# TASK DIRECTIONS:
Rewrite the entire listing below, switching each occurrence of "instance" to "occurrence" and leaving everything else unchanged.
== EXERCISE INPUT
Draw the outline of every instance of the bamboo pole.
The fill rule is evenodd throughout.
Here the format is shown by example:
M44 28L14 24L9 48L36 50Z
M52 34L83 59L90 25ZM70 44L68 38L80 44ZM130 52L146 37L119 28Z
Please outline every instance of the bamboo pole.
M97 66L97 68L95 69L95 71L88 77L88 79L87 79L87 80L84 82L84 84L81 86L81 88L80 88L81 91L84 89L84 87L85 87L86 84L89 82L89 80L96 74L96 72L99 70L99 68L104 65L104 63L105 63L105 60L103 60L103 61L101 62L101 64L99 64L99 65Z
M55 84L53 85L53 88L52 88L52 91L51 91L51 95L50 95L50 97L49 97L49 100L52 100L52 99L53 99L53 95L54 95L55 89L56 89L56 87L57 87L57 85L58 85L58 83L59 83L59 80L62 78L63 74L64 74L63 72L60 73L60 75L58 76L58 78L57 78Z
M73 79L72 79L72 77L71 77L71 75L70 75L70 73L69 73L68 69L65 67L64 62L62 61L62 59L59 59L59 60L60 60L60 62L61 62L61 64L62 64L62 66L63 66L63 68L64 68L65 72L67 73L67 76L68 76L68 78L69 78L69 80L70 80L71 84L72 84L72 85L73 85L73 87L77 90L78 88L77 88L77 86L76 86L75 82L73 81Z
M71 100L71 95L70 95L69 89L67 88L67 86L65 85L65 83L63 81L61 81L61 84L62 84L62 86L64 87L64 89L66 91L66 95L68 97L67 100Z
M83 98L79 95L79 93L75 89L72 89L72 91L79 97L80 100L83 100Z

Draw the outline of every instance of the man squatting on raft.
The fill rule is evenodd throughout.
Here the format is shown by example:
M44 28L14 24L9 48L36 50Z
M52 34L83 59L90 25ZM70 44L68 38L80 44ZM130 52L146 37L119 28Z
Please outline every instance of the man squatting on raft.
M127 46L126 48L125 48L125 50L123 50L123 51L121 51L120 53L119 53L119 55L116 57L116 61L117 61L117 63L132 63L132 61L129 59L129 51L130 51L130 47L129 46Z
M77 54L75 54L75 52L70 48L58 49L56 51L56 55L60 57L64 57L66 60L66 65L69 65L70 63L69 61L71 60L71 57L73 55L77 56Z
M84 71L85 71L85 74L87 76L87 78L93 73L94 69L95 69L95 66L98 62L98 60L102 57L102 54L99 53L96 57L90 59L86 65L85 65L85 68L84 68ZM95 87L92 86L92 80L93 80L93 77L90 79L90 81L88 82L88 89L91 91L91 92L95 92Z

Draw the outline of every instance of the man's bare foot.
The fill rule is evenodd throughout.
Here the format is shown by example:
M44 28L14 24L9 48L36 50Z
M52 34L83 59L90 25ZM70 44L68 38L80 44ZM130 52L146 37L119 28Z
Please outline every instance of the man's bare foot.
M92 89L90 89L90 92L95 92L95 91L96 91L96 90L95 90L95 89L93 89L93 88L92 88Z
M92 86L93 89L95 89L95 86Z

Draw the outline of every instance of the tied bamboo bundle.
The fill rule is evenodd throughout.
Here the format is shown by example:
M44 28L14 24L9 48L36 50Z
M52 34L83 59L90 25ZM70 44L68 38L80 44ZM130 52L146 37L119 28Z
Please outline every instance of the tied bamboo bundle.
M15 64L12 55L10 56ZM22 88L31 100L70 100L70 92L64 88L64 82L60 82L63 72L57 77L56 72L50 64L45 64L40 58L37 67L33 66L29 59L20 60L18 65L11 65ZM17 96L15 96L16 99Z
====
# SOLUTION BELOW:
Draw the outline of every occurrence of the bamboo pole.
The fill rule is evenodd throughout.
Here the format is shown by example:
M44 28L14 24L9 48L36 50Z
M52 34L83 59L90 25ZM70 44L68 38L80 44ZM130 52L146 37L119 28Z
Please outline every occurrence of the bamboo pole.
M97 66L97 68L95 69L95 71L88 77L88 79L87 79L87 80L84 82L84 84L81 86L81 88L80 88L81 91L84 89L84 87L85 87L86 84L89 82L89 80L96 74L96 72L99 70L99 68L104 65L104 63L105 63L105 60L103 60L103 61L101 62L101 64L99 64L99 65Z
M55 84L53 85L53 88L52 88L52 91L51 91L51 95L50 95L50 97L49 97L49 100L52 100L52 99L53 99L53 95L54 95L55 89L56 89L56 87L57 87L57 85L58 85L58 83L59 83L59 80L62 78L63 74L64 74L63 72L60 73L60 75L58 76L58 78L57 78Z
M73 79L72 79L72 77L71 77L71 75L70 75L70 73L69 73L68 69L65 67L64 62L62 61L62 59L59 59L59 60L60 60L60 62L61 62L61 64L62 64L62 66L63 66L63 68L64 68L65 72L67 73L67 76L68 76L68 78L69 78L69 80L70 80L71 84L72 84L72 85L73 85L73 87L77 90L78 88L77 88L77 86L76 86L75 82L73 81Z
M71 100L71 95L70 95L69 89L67 88L67 86L65 85L65 83L63 81L61 81L61 84L62 84L62 86L64 87L64 89L66 91L66 95L68 97L67 100Z
M83 98L79 95L79 93L75 89L72 89L72 91L79 97L80 100L83 100Z

Draw the outline of every occurrence of the man squatting on raft.
The fill rule is evenodd throughout.
Here the format is shown by example:
M44 28L14 24L9 48L36 50Z
M52 34L83 59L90 25ZM70 44L68 38L80 44ZM130 52L146 37L119 28Z
Please outline every occurrence of the man squatting on raft.
M127 46L126 48L125 48L125 50L123 50L123 51L121 51L120 53L119 53L119 55L116 57L116 61L117 61L117 63L132 63L132 61L129 59L129 51L130 51L130 47L129 46Z
M77 54L75 54L75 52L70 48L58 49L56 51L56 55L60 57L64 57L66 60L66 65L69 65L70 63L69 61L71 60L71 57L73 55L77 56Z
M84 71L85 71L85 74L87 76L87 78L93 73L94 69L95 69L95 66L98 62L98 60L102 57L102 54L99 53L96 57L90 59L86 65L85 65L85 68L84 68ZM95 87L92 86L92 80L93 80L93 77L90 79L90 81L88 82L88 89L91 91L91 92L95 92Z

Draw the outline of every occurrence of the man's bare foot.
The fill rule is evenodd throughout.
Here the format is shown by example:
M44 28L14 24L9 48L36 50Z
M52 34L83 59L90 25ZM70 44L68 38L80 44ZM130 52L146 37L119 28Z
Please outline every occurrence of the man's bare foot.
M92 89L90 89L90 92L95 92L95 91L96 91L96 90L95 90L95 89L93 89L93 88L92 88Z
M92 86L93 89L95 89L95 86Z

Draw the outline of every occurrence of the tied bamboo bundle.
The fill rule is evenodd throughout.
Here the format is shown by example:
M44 28L14 24L9 48L36 50Z
M52 34L83 59L90 25ZM70 44L68 38L80 44ZM130 52L146 37L119 28Z
Please outline every occurrence of the tied bamboo bundle.
M15 64L12 55L10 56ZM22 88L31 100L70 100L70 92L64 88L64 82L60 82L63 72L57 77L56 72L50 64L45 64L40 58L37 67L33 66L29 59L20 60L18 65L11 65ZM17 96L15 96L16 99Z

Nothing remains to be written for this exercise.